▶ **Passage provided**

--------------------------------------------------

The words they use may be different, but our patients are overwhelmingly describing similar feelings:
…I’m just so tired
…I’m depressed, but not in the traditional sense
…I just haven’t gotten my mojo back since COVID
…I don’t know how to interact with people anymore
…I feel anxious all the time
…I have no motivation
I recently attended a virtual conference where organizational psychologist, Adam Grant, spoke. Aside from developing an incredible nerd crush on the man (he is stunningly brilliant and seems completely friendly and approachable with no airs whatsoever), I was taken in by his succinct description of what it is we’ve all been feeling but couldn’t quite name: languishing. According to Grant, “Languishing is a sense of stagnation and emptiness…It’s the void between depression and flourishing — the absence of well-being… You’re not functioning at full capacity.”
The sense of stagnation and emptiness…
The absence of well-being…
He nailed it.
So how do we go from languishing to flourishing? Grant suggests one way is to create blocks of uninterrupted time where you’re permitted to “flow”. You can use this time to focus on work, a passion project or to just “be”, but the idea is that you free yourself from common distractions like cell phones, social media and yes, even your kids.

--------------------------------------------------

[Collected data entries]
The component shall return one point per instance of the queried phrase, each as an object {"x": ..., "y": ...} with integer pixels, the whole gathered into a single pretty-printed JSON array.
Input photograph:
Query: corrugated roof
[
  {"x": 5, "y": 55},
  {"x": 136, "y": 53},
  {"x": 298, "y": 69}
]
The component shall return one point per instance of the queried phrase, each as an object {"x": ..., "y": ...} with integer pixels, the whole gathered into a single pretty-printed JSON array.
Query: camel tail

--------------------------------------------------

▶ **Required action 1**
Decide whether each statement agrees with the languishing passage: (a) Adam Grant is described as an organizational psychologist; (b) the writer heard Grant speak at an in-person conference; (c) Grant recommends freeing yourself from distractions such as cell phones. Answer yes or no for each, quoting the words of the text that decide it.
▶ **Required action 2**
Swap "uninterrupted" for "undisturbed" in the languishing passage, giving the part between "The sense of" and "even your kids.", inclusive.
▶ **Required action 3**
Write the next part of the languishing passage, picking up after its final sentence.
The records have no connection to the languishing passage.

▶ **Answer space 1**
(a) Yes: "organizational psychologist, Adam Grant, spoke"
(b) No: "I recently attended a virtual conference"
(c) Yes: "free yourself from common distractions like cell phones, social media and yes, even your kids"

▶ **Answer space 2**
The sense of stagnation and emptiness…
The absence of well-being…
He nailed it.
So how do we go from languishing to flourishing? Grant suggests one way is to create blocks of undisturbed time where you’re permitted to “flow”. You can use this time to focus on work, a passion project or to just “be”, but the idea is that you free yourself from common distractions like cell phones, social media and yes, even your kids.

▶ **Answer space 3**
Like many of you, I have had an exceptionally difficult year managing home-schooling a second grader, running my businesses, and tending to my immuno-compromised mother in the midst of a pandemic. I, too, have been finding daily joy illusive and hard to find. I have taken Grant’s advice and make sure to block out time to “fill my cup”. I take time to walk every morning, I am now thankfully meeting up with friends again, and most importantly, I am fiercely protective of my sleep schedule. I encourage you to realize you’re not alone and you’re not a freak if you’re now finding yourself feeling mentally drained in ways you’ve never before experienced. The mental health dilemma of COVID is real, as will the long-term effects be. Give yourself permission to accept that you may be languishing and then carve out time to care for yourself. It’s like being on an airplane, you put your own mask on first before helping others. It’s not selfish; you literally can’t help others if you can’t breathe yourself.